[Items from a data source]

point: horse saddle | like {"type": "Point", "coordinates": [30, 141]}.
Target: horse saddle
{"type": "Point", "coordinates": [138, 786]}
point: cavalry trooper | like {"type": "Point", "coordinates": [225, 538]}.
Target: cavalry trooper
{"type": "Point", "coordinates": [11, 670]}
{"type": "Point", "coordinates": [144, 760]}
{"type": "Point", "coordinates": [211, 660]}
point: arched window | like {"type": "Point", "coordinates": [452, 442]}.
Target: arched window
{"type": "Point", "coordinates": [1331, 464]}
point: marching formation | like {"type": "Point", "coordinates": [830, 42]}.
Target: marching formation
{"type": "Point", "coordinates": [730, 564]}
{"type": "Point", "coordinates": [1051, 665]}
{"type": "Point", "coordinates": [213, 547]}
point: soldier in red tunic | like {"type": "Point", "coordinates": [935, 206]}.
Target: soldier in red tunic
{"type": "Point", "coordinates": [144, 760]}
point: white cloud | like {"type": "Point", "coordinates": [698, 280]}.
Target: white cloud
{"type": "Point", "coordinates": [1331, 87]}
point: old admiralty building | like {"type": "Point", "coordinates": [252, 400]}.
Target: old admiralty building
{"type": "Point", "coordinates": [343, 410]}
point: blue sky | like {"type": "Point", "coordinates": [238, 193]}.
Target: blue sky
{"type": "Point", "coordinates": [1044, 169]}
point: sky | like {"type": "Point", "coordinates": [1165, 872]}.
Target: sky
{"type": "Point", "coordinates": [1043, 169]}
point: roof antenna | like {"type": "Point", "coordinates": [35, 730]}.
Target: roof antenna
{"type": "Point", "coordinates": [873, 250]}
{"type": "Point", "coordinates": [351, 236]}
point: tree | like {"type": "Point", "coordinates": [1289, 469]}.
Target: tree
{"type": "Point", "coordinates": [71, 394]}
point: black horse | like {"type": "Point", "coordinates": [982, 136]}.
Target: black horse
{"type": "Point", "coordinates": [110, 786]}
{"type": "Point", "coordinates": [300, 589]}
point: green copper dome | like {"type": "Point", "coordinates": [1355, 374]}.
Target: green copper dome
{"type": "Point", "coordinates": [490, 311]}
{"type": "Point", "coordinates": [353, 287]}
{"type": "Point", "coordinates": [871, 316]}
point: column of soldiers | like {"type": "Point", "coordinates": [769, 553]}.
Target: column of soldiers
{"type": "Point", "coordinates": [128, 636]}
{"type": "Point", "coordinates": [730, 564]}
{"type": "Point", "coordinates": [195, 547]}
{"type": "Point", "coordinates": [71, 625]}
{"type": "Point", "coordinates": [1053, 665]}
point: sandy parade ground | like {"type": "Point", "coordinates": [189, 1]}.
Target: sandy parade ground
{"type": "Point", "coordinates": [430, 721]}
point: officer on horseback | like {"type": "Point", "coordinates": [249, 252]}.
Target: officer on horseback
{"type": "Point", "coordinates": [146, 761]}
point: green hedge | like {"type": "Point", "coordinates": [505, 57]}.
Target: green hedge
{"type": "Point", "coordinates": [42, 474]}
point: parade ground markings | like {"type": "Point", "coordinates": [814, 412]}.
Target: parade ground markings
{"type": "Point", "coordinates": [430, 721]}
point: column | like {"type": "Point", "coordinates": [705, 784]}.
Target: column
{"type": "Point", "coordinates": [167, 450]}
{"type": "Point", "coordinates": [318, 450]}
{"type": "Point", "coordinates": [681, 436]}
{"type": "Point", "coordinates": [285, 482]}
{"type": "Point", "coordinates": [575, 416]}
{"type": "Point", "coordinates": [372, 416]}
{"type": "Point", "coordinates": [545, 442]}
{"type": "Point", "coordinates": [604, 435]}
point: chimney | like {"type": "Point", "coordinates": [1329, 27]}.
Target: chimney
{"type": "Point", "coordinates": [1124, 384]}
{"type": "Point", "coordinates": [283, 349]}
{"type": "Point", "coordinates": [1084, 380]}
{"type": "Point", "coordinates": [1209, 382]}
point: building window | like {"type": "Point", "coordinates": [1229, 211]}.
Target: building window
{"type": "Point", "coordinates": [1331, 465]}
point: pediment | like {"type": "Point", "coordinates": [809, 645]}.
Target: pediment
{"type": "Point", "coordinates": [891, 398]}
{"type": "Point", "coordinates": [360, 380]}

** Required action **
Could you print all of the entries again exactly as they stand?

** Answer to this task **
point: horse saddle | like {"type": "Point", "coordinates": [30, 141]}.
Target: horse saddle
{"type": "Point", "coordinates": [138, 786]}
point: cavalry trooper | like {"type": "Point", "coordinates": [225, 538]}.
Target: cavalry trooper
{"type": "Point", "coordinates": [11, 670]}
{"type": "Point", "coordinates": [144, 760]}
{"type": "Point", "coordinates": [211, 660]}
point: arched window | like {"type": "Point", "coordinates": [452, 442]}.
Target: arched window
{"type": "Point", "coordinates": [1331, 464]}
point: marching formation | like {"type": "Point", "coordinates": [830, 42]}.
Target: marching formation
{"type": "Point", "coordinates": [730, 564]}
{"type": "Point", "coordinates": [1051, 665]}
{"type": "Point", "coordinates": [213, 547]}
point: soldier in red tunic | like {"type": "Point", "coordinates": [935, 206]}.
Target: soldier in red tunic
{"type": "Point", "coordinates": [144, 760]}
point: white cloud | like {"type": "Point", "coordinates": [698, 280]}.
Target: white cloud
{"type": "Point", "coordinates": [1331, 87]}
point: old admiralty building | like {"type": "Point", "coordinates": [252, 400]}.
Target: old admiralty building
{"type": "Point", "coordinates": [343, 410]}
point: blue sky | like {"type": "Point", "coordinates": [238, 193]}.
Target: blue sky
{"type": "Point", "coordinates": [1044, 169]}
point: sky | like {"type": "Point", "coordinates": [1165, 872]}.
Target: sky
{"type": "Point", "coordinates": [1043, 169]}
point: roof antenna | like {"type": "Point", "coordinates": [35, 730]}.
Target: roof antenna
{"type": "Point", "coordinates": [873, 250]}
{"type": "Point", "coordinates": [351, 236]}
point: tree | like {"type": "Point", "coordinates": [1289, 469]}.
Target: tree
{"type": "Point", "coordinates": [71, 394]}
point: black horse | like {"type": "Point", "coordinates": [982, 136]}.
Target: black horse
{"type": "Point", "coordinates": [110, 786]}
{"type": "Point", "coordinates": [300, 589]}
point: green copper dome | like {"type": "Point", "coordinates": [1355, 374]}.
Target: green copper dome
{"type": "Point", "coordinates": [490, 311]}
{"type": "Point", "coordinates": [353, 287]}
{"type": "Point", "coordinates": [871, 316]}
point: column of soldiers | like {"type": "Point", "coordinates": [769, 553]}.
Target: column of soldiers
{"type": "Point", "coordinates": [128, 636]}
{"type": "Point", "coordinates": [730, 564]}
{"type": "Point", "coordinates": [195, 547]}
{"type": "Point", "coordinates": [71, 625]}
{"type": "Point", "coordinates": [1053, 665]}
point: sandy parade ground | like {"type": "Point", "coordinates": [189, 1]}.
Target: sandy parade ground
{"type": "Point", "coordinates": [430, 721]}
point: officer on horseback | like {"type": "Point", "coordinates": [249, 252]}.
Target: officer on horseback
{"type": "Point", "coordinates": [146, 761]}
point: green hedge | like {"type": "Point", "coordinates": [505, 57]}.
Target: green hedge
{"type": "Point", "coordinates": [42, 474]}
point: parade ground markings | like {"type": "Point", "coordinates": [814, 412]}.
Target: parade ground markings
{"type": "Point", "coordinates": [430, 721]}
point: column | like {"type": "Point", "coordinates": [705, 784]}.
Target: column
{"type": "Point", "coordinates": [167, 450]}
{"type": "Point", "coordinates": [318, 450]}
{"type": "Point", "coordinates": [681, 436]}
{"type": "Point", "coordinates": [285, 482]}
{"type": "Point", "coordinates": [575, 416]}
{"type": "Point", "coordinates": [372, 416]}
{"type": "Point", "coordinates": [545, 442]}
{"type": "Point", "coordinates": [604, 435]}
point: chimney | like {"type": "Point", "coordinates": [1329, 27]}.
Target: chimney
{"type": "Point", "coordinates": [1124, 384]}
{"type": "Point", "coordinates": [283, 349]}
{"type": "Point", "coordinates": [1084, 380]}
{"type": "Point", "coordinates": [1209, 382]}
point: building window | like {"type": "Point", "coordinates": [1229, 211]}.
Target: building window
{"type": "Point", "coordinates": [1331, 465]}
point: pediment | like {"type": "Point", "coordinates": [809, 645]}.
Target: pediment
{"type": "Point", "coordinates": [891, 398]}
{"type": "Point", "coordinates": [360, 380]}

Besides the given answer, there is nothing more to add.